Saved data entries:
+ + +
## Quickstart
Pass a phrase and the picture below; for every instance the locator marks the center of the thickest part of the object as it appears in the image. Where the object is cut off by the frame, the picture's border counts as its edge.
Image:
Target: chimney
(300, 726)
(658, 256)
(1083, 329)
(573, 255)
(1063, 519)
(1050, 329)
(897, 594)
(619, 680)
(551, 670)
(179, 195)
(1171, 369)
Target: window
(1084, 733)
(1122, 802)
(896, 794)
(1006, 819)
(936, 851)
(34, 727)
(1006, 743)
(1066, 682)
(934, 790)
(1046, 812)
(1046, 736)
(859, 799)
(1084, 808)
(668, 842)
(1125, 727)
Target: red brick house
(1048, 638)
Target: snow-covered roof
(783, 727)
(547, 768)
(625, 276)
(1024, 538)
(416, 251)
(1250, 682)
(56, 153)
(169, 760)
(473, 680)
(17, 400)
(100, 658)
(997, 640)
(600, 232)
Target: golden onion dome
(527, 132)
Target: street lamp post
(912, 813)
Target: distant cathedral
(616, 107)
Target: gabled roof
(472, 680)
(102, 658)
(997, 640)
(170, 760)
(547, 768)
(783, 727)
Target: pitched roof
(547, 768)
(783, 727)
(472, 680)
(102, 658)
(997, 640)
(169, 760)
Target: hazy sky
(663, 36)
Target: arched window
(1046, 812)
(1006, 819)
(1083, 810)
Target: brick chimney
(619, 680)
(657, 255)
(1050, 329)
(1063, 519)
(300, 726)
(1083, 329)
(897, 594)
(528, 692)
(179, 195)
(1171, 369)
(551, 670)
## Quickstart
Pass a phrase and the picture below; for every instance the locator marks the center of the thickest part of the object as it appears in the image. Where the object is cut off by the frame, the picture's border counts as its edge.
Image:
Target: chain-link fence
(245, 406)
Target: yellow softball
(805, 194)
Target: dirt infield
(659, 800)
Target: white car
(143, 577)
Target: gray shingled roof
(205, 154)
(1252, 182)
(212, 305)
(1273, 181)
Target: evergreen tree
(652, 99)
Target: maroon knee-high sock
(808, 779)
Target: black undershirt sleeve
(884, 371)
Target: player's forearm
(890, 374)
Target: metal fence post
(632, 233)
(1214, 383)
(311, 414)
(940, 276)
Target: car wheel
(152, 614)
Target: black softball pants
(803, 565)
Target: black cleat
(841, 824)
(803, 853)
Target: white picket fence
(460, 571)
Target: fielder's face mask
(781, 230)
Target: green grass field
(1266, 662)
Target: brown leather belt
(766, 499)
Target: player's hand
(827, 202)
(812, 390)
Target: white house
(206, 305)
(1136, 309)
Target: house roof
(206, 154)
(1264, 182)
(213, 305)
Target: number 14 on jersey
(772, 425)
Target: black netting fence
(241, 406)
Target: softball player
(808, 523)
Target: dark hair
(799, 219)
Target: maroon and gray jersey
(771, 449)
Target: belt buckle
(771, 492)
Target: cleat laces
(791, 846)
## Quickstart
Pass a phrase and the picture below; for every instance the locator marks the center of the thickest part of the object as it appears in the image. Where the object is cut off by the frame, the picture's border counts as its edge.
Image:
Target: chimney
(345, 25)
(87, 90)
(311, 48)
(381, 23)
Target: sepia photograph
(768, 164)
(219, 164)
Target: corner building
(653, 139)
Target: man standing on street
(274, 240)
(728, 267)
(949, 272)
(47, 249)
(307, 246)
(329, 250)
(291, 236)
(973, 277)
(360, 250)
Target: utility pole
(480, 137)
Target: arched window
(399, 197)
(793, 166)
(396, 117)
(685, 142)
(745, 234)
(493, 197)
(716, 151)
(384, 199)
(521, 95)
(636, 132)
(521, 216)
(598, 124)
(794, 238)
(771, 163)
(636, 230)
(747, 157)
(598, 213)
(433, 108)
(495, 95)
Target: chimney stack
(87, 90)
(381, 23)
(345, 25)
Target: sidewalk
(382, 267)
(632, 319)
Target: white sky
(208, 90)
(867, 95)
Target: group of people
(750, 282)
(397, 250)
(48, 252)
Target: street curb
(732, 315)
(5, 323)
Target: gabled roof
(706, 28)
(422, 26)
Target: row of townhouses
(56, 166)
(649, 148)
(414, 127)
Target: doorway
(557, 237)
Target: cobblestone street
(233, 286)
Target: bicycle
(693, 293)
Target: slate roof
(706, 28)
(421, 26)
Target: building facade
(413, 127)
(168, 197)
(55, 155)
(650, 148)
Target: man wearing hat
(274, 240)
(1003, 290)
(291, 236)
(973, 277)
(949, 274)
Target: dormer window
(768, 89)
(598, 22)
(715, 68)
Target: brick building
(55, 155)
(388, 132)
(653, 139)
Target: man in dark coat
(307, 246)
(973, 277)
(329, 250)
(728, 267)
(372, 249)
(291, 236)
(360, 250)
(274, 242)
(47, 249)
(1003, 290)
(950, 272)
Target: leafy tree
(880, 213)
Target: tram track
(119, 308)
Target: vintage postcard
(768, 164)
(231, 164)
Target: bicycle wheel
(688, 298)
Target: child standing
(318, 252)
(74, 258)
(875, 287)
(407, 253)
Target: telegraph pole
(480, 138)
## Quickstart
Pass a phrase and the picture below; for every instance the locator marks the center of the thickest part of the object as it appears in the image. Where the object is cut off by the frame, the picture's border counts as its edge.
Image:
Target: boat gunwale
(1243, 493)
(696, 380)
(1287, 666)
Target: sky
+ + +
Repeat precisely the lines of the data starting at the one containing "Target: chimney stack", last line included.

Target: chimney stack
(87, 90)
(381, 23)
(345, 25)
Target: sidewalk
(382, 267)
(632, 319)
Target: white sky
(208, 90)
(867, 95)
Target: group of people
(750, 282)
(397, 250)
(48, 252)
Target: street curb
(732, 315)
(5, 323)
Target: gabled roof
(706, 28)
(422, 26)
Target: row of townhouses
(56, 166)
(649, 148)
(414, 127)
Target: doorway
(557, 237)
Target: cobblestone street
(233, 286)
Target: bicycle
(693, 293)
Target: slate roof
(706, 28)
(421, 26)
Target: building facade
(413, 127)
(168, 197)
(55, 155)
(650, 148)
Target: man wearing hat
(274, 240)
(1003, 290)
(291, 236)
(973, 277)
(949, 274)
Target: dormer window
(768, 89)
(598, 22)
(715, 68)
Target: brick building
(55, 155)
(388, 132)
(653, 139)
Target: man in dark coat
(307, 246)
(973, 277)
(329, 250)
(728, 267)
(372, 249)
(291, 236)
(360, 250)
(274, 242)
(47, 249)
(1003, 290)
(950, 272)
Target: leafy tree
(880, 213)
Target: tram track
(119, 308)
Target: vintage postcard
(768, 164)
(231, 164)
Target: bicycle wheel
(688, 298)
Target: child standing
(318, 252)
(74, 258)
(875, 287)
(407, 253)
Target: telegraph pole
(480, 138)
## Quickstart
Pass a phrase and the picture below; for every instance the locator marks the center of the thickest part of the object as it appears in the image. Where the object is cut off by the frame, the picture's border counts as its edge.
Image:
Target: boat gunwale
(1243, 493)
(696, 380)
(1287, 666)
Target: sky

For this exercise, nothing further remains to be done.